### Text block:
Friday, April 7, 2017

How SLAPPs Go South.

Melamed v. Cedars-Sinai Med. Ctr., No. B263095 (Feb. 27, 2017)

Another case in the intersection between the anti-SLAPP statute and hospital peer review. 


The peer review at issue suspended privileges for Plaintiff, a surgeon, for messing up a child’s scoliosis surgery. Plaintiff sued, however, claiming that the suspension was, in fact, in retaliation for Plaintiff’s complaints about patient safety at the hospital. 


In a pretty short-shift analysis, the court finds that plaintiff’s claim arises from the peer review process, which is an “official proceeding authorized by law,” under Code of Civil Procedure § 425.16(e)(2). That doesn’t seem right to me, for the reasons I discussed in my post on the 2015 DeCambre case. Viz., that the peer review isn’t the gravamen of the claim for retaliation—it is the gravamen of the hospital’s defense that it had a non-retaliatory reason to discipline the doctor. 


The court goes on to find that Plaintiff failed to make a prima facie case, so his claims were properly stricken.


Affirmed.

I’m in the middle of a trial, so I don’t have a ton of time to grock into the details of this, but here’s an unscientific, anecdotal hot take on what most likely leads to erroneous anti-SLAPP rulings: Things go sideways when plaintiffs fail to seriously contest the first, “arising from,” element, wither at trial or on appeal. I haven’t read the briefs, but that seems to have occurred here.


Unless you represent a politician suing a newspaper for defamation or something incredibly obvious like that, I don’t care how good you think your case is on the merits. You are leaving money on the table if you don’t contest prong one. As a perusal of four-year history of this publication will show, there is a ton of anti-SLAPP precedent out there. It is contradictory, confusing, and not-infrequently wrong. Wrong stuff I blogged about in 2013 is just now finally being ironed out by the Supreme Court. Often, like this case, things seem obvious when they are not. Which makes it expensive to research and understand for a non-specialist litigator who might not have a limitless budget. But this is not a place to skimp.


And on the flip side, I really wish courts would be more careful in publishing cases where the plaintiff failed to put up a serious fight on prong one. Don’t publish. Or just say the issue was conceded, or waiver, or whatever. But holding, in published opinion, that the arising from prong has been met based on an argument that has not been thoroughly or vigorously made by a party just leads to more confusing and contradictory precedent.

### Listed records:

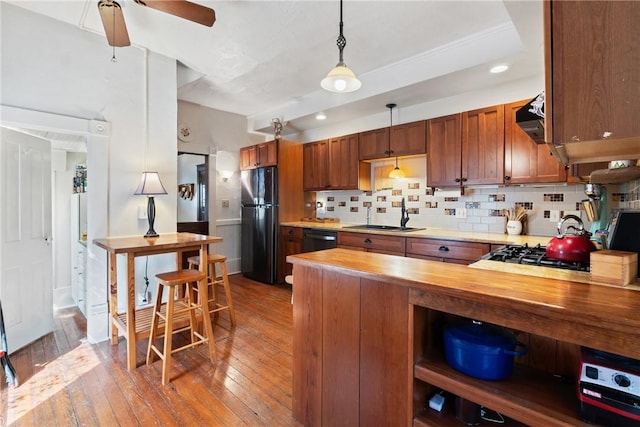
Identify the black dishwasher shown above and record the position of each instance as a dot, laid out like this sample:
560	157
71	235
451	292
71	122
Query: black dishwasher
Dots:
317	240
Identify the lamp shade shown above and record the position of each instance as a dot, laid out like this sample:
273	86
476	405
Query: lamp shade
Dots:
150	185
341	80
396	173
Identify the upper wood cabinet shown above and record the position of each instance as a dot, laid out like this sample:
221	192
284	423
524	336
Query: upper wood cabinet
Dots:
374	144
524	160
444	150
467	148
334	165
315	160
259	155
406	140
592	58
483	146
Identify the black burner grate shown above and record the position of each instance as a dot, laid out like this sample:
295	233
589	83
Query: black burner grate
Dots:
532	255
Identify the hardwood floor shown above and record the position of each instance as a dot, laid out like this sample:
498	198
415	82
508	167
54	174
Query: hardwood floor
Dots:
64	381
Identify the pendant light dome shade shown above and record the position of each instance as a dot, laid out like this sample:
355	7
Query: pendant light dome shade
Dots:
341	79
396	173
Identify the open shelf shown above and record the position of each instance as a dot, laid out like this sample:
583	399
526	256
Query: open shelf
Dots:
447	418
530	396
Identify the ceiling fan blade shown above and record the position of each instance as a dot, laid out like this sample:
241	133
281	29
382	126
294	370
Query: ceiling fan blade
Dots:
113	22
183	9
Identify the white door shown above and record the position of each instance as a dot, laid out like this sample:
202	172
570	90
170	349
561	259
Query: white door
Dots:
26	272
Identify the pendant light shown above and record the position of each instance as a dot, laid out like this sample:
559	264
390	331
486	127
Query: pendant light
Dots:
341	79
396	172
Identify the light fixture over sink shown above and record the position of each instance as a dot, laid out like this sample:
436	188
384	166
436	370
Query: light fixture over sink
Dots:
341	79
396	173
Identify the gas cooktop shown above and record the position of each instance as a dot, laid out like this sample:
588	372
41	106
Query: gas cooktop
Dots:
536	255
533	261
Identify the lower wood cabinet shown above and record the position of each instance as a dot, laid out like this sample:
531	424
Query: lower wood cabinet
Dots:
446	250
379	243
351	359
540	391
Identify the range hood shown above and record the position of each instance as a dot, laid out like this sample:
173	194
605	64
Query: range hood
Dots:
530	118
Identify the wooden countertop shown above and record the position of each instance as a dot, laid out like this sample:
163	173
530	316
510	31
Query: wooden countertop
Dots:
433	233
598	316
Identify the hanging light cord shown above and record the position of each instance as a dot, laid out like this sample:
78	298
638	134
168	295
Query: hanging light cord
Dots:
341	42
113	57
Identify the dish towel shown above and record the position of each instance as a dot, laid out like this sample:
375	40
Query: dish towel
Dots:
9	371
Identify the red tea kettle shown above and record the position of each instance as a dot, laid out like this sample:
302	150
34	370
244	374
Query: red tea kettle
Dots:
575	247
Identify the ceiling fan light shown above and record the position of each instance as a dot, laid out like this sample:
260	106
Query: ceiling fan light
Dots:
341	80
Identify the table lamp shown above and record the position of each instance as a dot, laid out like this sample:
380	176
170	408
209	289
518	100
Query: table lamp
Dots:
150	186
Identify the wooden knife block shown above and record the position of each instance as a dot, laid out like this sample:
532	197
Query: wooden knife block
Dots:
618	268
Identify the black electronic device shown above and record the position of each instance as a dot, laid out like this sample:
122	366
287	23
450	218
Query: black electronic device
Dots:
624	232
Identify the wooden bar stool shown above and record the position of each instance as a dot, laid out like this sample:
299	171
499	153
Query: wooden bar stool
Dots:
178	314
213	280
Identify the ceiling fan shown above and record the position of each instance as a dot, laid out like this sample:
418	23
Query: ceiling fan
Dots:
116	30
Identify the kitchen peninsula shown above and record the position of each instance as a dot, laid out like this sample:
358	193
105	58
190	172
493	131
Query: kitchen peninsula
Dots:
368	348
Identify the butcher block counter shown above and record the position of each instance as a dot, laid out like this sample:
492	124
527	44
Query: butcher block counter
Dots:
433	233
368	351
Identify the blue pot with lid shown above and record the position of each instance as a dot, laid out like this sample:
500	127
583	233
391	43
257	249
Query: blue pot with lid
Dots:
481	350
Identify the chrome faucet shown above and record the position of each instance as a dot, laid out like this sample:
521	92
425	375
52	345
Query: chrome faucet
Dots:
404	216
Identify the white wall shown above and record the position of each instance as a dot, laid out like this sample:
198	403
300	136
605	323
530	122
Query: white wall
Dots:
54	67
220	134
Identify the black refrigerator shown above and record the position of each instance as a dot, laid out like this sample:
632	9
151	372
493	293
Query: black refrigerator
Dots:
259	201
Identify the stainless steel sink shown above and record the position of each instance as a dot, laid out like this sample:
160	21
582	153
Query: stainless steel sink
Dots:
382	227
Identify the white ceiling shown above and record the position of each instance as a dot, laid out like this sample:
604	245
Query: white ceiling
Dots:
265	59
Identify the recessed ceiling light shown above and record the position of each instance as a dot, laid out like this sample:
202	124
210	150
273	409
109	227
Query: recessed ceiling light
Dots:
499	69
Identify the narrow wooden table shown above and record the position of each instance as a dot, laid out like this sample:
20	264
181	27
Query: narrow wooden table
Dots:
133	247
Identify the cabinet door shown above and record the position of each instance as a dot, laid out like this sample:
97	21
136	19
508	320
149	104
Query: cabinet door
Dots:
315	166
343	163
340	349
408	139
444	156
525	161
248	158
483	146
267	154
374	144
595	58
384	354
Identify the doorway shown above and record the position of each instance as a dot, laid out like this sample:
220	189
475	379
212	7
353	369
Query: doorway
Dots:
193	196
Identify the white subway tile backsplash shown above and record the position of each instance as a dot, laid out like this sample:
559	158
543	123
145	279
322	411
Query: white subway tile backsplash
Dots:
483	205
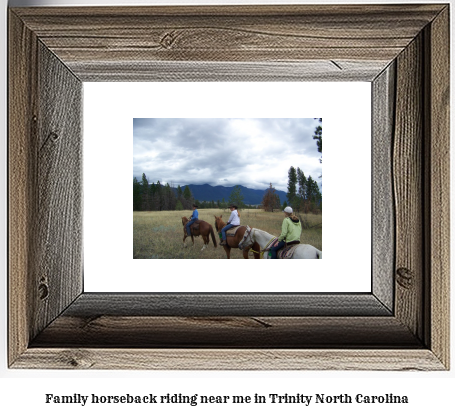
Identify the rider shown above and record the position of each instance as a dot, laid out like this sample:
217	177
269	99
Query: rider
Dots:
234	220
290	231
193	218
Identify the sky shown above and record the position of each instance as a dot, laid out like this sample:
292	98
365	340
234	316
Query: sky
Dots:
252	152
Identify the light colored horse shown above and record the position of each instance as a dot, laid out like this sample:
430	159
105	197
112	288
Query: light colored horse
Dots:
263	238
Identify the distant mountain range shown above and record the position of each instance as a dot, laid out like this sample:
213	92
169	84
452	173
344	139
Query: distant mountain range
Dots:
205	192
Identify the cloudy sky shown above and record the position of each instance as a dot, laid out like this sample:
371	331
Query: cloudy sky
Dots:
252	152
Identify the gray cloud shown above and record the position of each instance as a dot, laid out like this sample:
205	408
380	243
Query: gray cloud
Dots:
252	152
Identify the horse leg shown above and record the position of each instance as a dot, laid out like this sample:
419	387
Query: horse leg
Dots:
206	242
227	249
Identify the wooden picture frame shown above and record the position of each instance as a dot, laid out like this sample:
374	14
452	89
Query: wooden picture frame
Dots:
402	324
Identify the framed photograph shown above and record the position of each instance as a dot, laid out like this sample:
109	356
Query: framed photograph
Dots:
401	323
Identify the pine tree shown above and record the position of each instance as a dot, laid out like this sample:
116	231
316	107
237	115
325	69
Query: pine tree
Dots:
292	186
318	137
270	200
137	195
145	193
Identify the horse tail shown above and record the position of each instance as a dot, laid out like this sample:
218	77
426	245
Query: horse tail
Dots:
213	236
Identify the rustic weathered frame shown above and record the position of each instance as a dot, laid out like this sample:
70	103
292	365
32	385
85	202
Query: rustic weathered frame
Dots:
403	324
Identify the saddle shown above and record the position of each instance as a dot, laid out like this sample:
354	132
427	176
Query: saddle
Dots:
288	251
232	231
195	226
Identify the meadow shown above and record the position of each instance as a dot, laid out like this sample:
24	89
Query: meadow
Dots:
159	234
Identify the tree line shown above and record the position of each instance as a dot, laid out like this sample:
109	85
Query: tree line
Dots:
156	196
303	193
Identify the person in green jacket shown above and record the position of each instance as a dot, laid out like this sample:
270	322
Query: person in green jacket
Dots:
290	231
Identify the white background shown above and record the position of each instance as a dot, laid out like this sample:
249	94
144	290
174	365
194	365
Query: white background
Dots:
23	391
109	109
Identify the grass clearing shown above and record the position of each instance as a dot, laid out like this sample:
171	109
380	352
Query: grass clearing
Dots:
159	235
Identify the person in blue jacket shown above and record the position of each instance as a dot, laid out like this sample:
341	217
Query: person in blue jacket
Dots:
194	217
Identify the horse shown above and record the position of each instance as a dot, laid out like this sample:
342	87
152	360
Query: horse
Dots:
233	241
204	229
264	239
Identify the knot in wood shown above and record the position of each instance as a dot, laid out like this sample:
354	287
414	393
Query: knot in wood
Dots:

### Brief:
Can you write out, word for word, the part of the anti-SLAPP blog post starting with "Friday, April 7, 2017" and going on through "hospital peer review."?

### Written solution:
Friday, April 7, 2017

How SLAPPs Go South.

Melamed v. Cedars-Sinai Med. Ctr., No. B263095 (Feb. 27, 2017)

Another case in the intersection between the anti-SLAPP statute and hospital peer review.